Reproduce nothing but the closing run of lines: the line with "Note to the class: indicate the large" and each line that follows it to the end of the data.

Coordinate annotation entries
— Begin —
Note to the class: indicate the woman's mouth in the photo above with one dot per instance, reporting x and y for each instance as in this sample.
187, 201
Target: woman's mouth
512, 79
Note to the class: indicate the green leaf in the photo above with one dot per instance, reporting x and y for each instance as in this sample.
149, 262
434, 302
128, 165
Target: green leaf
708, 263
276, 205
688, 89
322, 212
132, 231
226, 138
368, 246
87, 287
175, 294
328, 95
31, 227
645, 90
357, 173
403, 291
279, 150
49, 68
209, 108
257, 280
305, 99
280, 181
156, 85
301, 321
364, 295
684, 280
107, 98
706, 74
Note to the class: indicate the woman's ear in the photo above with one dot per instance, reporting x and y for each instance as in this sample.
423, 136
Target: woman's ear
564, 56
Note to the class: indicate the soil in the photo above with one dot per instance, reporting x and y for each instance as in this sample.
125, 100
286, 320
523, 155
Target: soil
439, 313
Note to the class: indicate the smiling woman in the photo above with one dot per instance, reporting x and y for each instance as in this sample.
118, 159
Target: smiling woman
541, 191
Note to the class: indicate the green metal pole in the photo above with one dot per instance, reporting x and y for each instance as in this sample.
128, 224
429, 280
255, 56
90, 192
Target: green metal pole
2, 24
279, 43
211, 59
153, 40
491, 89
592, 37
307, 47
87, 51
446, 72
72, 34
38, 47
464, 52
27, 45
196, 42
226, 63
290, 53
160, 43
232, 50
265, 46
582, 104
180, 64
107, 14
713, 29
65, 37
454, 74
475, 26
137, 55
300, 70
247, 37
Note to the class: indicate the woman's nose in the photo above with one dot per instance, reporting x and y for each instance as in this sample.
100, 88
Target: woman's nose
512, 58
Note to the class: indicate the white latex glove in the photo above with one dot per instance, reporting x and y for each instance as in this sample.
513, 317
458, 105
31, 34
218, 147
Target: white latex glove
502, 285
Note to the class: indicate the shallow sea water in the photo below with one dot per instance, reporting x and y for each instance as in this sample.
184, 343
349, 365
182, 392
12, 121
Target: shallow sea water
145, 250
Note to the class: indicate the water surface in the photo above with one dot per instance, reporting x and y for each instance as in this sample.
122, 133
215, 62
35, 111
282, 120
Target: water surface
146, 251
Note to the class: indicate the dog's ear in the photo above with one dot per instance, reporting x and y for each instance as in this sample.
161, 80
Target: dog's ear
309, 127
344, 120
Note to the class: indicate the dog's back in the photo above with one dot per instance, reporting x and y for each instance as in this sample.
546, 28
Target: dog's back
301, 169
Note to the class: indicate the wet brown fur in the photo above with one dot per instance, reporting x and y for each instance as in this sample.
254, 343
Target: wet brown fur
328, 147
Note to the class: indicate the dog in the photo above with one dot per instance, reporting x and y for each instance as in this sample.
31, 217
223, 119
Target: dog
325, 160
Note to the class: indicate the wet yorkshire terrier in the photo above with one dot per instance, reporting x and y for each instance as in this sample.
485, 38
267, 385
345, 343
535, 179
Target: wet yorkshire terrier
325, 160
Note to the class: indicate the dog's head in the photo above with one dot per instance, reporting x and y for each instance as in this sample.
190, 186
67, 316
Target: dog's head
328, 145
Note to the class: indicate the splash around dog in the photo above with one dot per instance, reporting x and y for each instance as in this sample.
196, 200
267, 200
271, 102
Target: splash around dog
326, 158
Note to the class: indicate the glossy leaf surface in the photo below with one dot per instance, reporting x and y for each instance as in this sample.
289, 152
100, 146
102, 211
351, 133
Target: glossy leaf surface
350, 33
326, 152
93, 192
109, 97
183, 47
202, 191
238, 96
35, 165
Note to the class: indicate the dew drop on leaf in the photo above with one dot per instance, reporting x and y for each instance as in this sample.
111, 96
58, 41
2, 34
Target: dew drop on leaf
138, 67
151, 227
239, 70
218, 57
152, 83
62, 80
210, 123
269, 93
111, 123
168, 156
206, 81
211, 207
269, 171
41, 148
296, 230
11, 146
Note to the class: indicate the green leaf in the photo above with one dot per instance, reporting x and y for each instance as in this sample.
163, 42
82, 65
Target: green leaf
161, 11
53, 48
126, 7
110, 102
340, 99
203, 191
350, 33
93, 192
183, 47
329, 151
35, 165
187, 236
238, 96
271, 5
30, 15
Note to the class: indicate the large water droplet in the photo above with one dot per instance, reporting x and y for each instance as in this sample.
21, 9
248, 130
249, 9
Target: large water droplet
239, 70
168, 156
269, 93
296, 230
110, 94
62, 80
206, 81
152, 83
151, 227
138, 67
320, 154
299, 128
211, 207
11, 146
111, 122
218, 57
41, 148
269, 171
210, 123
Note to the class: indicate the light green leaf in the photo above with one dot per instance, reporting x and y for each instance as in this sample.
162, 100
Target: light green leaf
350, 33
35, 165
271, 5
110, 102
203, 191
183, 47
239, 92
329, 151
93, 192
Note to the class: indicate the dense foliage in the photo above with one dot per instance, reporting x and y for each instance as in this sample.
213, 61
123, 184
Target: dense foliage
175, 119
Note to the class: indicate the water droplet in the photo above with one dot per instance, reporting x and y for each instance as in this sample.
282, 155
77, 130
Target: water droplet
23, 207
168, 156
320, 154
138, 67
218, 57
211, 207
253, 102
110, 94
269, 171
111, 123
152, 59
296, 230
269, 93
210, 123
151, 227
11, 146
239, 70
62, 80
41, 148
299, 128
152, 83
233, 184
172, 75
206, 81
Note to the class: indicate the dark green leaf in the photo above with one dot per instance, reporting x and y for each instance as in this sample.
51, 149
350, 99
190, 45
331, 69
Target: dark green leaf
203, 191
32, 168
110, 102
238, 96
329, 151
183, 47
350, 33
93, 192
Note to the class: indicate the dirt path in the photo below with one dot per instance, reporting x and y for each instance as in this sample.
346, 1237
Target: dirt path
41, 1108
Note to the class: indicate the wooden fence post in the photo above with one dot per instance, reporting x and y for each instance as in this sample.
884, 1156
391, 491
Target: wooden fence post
— End —
▶ Solved exercise:
Note to the class: indicate the large water droplet in the photo above with one dot per instance, reporting x and y for each instance as in this sample.
21, 9
248, 130
249, 9
Target: large water droplet
239, 70
168, 156
269, 93
296, 230
110, 94
62, 80
206, 81
152, 83
151, 227
138, 67
320, 154
299, 128
211, 207
11, 146
111, 122
218, 57
41, 148
269, 171
210, 123
Note to the class: indicate the light green leaf in the photo above with one dot per instance, reporting x and y for each instance as in this sample.
162, 100
Target: light green leaf
350, 33
35, 165
271, 5
110, 102
203, 191
183, 47
239, 92
329, 151
93, 192
Note to the class: indicate the dense foliage in the photo above with one dot per instance, reporting x and y for each instance as in this sample.
213, 61
123, 184
Target: dense foliage
175, 119
Note to the class: indicate the water droplet in the photo above with one dot per instance, reporting x and y for each instance as in this sample.
282, 155
77, 130
Target: water droplet
23, 207
168, 156
320, 154
138, 67
218, 57
211, 207
253, 102
110, 94
269, 171
111, 123
152, 59
296, 230
269, 93
210, 123
151, 227
11, 146
239, 70
62, 80
41, 148
299, 128
152, 83
233, 184
172, 75
206, 81
Note to the class: indicate the dark green leaf in the photo above with one dot per instance, reporting x and y for each instance as in this sample.
51, 149
350, 99
190, 45
331, 69
Target: dark green leaf
203, 191
32, 168
110, 102
238, 96
329, 151
183, 47
350, 33
93, 192
Note to the class: indicate the dirt path in the photo below with one dot per instance, reporting x and y for each instance as in this sample.
346, 1237
Target: dirt path
41, 1108
Note to the class: indicate the wooden fence post in the photo above with one dot per instance, reporting x and y for each instance as in this sample.
884, 1156
391, 491
Target: wooden fence post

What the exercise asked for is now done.